>> START Extracted records

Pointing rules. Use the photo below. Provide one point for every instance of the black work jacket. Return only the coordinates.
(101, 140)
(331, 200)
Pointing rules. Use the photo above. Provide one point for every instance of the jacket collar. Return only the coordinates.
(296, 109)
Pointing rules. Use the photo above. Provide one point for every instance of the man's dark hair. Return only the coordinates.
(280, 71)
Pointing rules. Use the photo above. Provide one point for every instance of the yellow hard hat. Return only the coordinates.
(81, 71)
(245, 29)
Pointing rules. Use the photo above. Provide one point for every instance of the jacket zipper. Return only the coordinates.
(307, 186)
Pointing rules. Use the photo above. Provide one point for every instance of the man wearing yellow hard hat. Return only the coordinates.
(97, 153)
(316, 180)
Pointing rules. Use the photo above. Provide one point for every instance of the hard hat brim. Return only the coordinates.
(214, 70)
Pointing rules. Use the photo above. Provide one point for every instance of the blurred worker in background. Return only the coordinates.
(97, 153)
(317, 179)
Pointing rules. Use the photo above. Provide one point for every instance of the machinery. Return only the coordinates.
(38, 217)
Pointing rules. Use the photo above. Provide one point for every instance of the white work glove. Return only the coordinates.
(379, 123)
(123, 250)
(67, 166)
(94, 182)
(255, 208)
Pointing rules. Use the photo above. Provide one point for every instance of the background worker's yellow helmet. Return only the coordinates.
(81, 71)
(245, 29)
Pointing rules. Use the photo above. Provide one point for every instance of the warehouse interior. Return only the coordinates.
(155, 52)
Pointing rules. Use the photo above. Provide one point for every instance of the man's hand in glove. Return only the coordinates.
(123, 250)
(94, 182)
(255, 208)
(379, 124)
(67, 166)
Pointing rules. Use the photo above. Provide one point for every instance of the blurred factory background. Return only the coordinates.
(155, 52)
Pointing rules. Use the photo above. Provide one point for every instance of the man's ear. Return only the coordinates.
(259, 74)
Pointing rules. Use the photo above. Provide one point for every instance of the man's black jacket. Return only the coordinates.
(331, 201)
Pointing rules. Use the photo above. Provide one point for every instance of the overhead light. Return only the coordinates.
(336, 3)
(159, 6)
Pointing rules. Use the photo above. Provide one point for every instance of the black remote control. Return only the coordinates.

>> END Extracted records

# What the task requires
Transcribe every line of the listing above word for word, keeping each line's wording and punctuation unchanged.

# Solution for this exercise
Pointing rules. Use the photo below. Provide one point for every instance of the black work jacket. Return only the coordinates.
(101, 140)
(331, 200)
Pointing rules. Use the photo above. Provide one point for every instance of the jacket collar. Return only the coordinates.
(296, 109)
Pointing rules. Use the photo above. Provide one point for every instance of the man's dark hair. Return only the coordinates.
(280, 71)
Pointing rules. Use the photo above. Provide one point for every instance of the yellow hard hat. Return only the coordinates.
(81, 71)
(245, 29)
Pointing rules. Use the photo above. Provide one point for every instance of the jacket zipper. Return only the coordinates.
(307, 186)
Pointing rules. Use the photo above. Provide one point for every instance of the man wearing yellow hard hat. Return only the coordinates.
(97, 153)
(316, 180)
Pointing rules. Use the photo above. Provide one point for every instance of the hard hat brim. Return only the coordinates.
(214, 70)
Pointing rules. Use the photo above. Provide one point for every instance of the blurred worker in background. Return only the coordinates.
(97, 153)
(317, 179)
Pointing rules. Use the photo above. Provide one point for every instance of the machinery. Return only the coordinates.
(38, 217)
Pointing rules. Use the photo above. Provide one point for every instance of the white work glove. Return only the coordinates.
(379, 123)
(123, 250)
(67, 166)
(94, 182)
(255, 208)
Pointing rules. Use the photo above. Provide one point for every instance of the background worker's yellow helmet. Return only the coordinates.
(81, 71)
(245, 29)
Pointing rules. Use the photo above. Provide one point for every instance of the warehouse interior. Return only the coordinates.
(155, 52)
Pointing rules. Use the photo above. Provide one point for every instance of the man's hand in glove. Return only the coordinates.
(123, 250)
(94, 182)
(255, 208)
(379, 124)
(67, 166)
Pointing rules. Use the photo above. Provide one point for every instance of the blurred factory background. Return only the coordinates.
(155, 52)
Pointing rules. Use the photo above. Provide one point for every instance of the man's ear. Return only the coordinates.
(259, 74)
Pointing rules. Use the photo above. Provide one point for every instance of the man's black jacket. Return only the coordinates.
(331, 201)
Pointing rules. Use the photo above. Provide one point for every instance of the overhead light. Return only the coordinates.
(336, 3)
(159, 6)
Pointing rules. Use the photo above. Provide one point for every instance of the black remote control. Return only the coordinates.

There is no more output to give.